- **How to complete this task**
Transcribe the listing in full, word for word; pictures do not belong in the copy.

Content starts

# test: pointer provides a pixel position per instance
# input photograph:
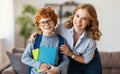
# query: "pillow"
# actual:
(18, 66)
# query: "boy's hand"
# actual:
(32, 37)
(44, 67)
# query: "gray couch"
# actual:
(110, 63)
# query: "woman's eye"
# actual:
(77, 15)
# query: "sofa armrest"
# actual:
(9, 70)
(4, 66)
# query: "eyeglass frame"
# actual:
(42, 23)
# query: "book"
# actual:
(47, 55)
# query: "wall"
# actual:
(6, 28)
(108, 15)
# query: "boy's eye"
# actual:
(85, 18)
(77, 15)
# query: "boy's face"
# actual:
(47, 25)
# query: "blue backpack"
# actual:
(37, 43)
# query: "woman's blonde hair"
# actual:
(92, 30)
(44, 13)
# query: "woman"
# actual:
(81, 32)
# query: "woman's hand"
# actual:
(65, 50)
(32, 37)
(53, 70)
(44, 67)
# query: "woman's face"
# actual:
(81, 20)
(47, 25)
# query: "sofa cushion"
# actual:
(105, 59)
(16, 63)
(115, 59)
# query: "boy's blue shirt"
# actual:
(51, 41)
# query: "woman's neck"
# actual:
(76, 36)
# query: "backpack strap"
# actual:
(36, 44)
(37, 41)
(60, 55)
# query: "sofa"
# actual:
(110, 63)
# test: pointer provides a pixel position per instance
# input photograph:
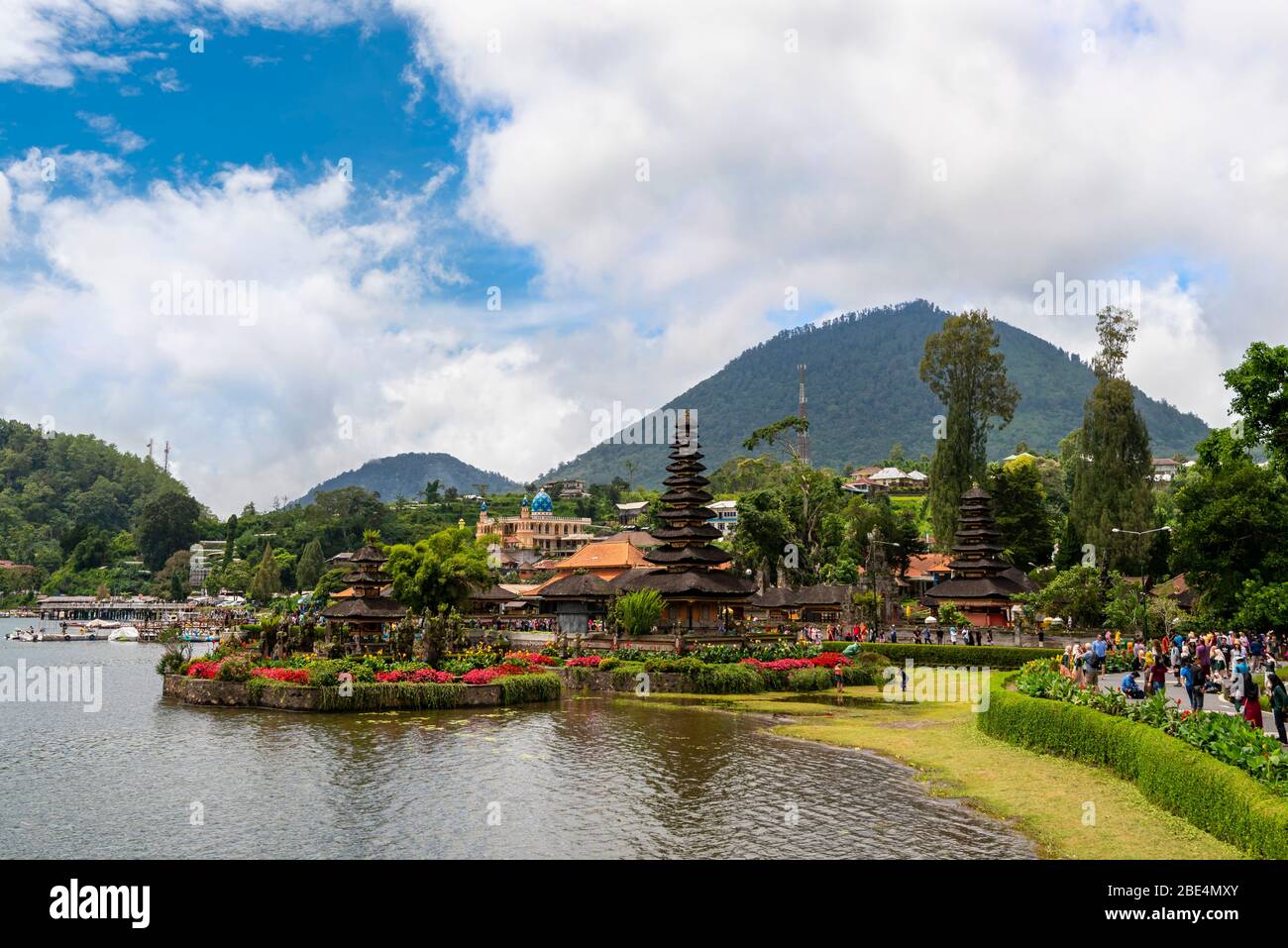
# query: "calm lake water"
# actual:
(584, 777)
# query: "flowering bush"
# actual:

Content ends

- **Completed task**
# test: pointer provides a pixel position per instance
# input photograph:
# query: "pillow"
# actual:
(18, 66)
# query: "boy's hand"
# actual:
(32, 37)
(44, 67)
# query: "gray couch"
# actual:
(110, 63)
# query: "woman's eye"
# actual:
(77, 15)
# query: "sofa armrest"
# actual:
(9, 70)
(4, 66)
# query: "eyeglass frame"
# actual:
(42, 23)
# query: "book"
# actual:
(47, 55)
# query: "wall"
# actual:
(6, 28)
(108, 15)
# query: "boy's eye"
# actual:
(85, 18)
(77, 15)
# query: "boy's face"
# actual:
(47, 25)
# query: "blue backpack"
# actual:
(37, 43)
# query: "woman's blonde hair"
# actual:
(92, 30)
(44, 13)
# query: "woman"
# actual:
(81, 32)
# query: "woman's hand"
# actual:
(65, 50)
(32, 37)
(53, 70)
(44, 67)
# query: "woman's face"
# actual:
(81, 20)
(47, 25)
# query: "sofa cushion"
# actual:
(105, 59)
(16, 63)
(115, 59)
# query: "boy's blue shirt"
# actual:
(51, 41)
# query: "woman's neck"
# actual:
(76, 36)
# query: "backpack strap"
# actual:
(36, 44)
(37, 41)
(60, 55)
# query: "sofa"
# actual:
(110, 63)
# test: pointer provides a pixel position per instance
# input photograph:
# query: "calm lake water"
# actual:
(584, 777)
# query: "flowering bush"
# actual:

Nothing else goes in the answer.